-- TASK STATEMENT --
Give back every line of the material below exactly, but no images.

-- RECORDS FOR THE EXERCISE --
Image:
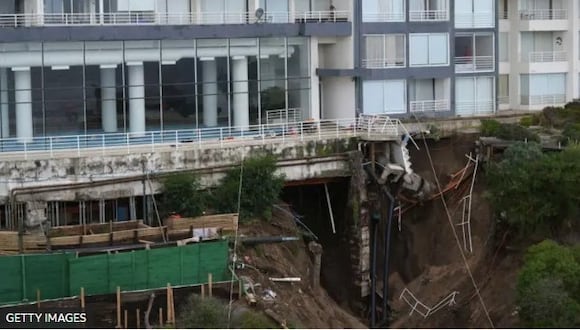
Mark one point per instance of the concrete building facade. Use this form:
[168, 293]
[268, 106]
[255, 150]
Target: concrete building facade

-- ANSWER AREA --
Image:
Mark one point per instance of the concrete building facade. Use this form:
[168, 293]
[268, 106]
[255, 150]
Target: concrete building facade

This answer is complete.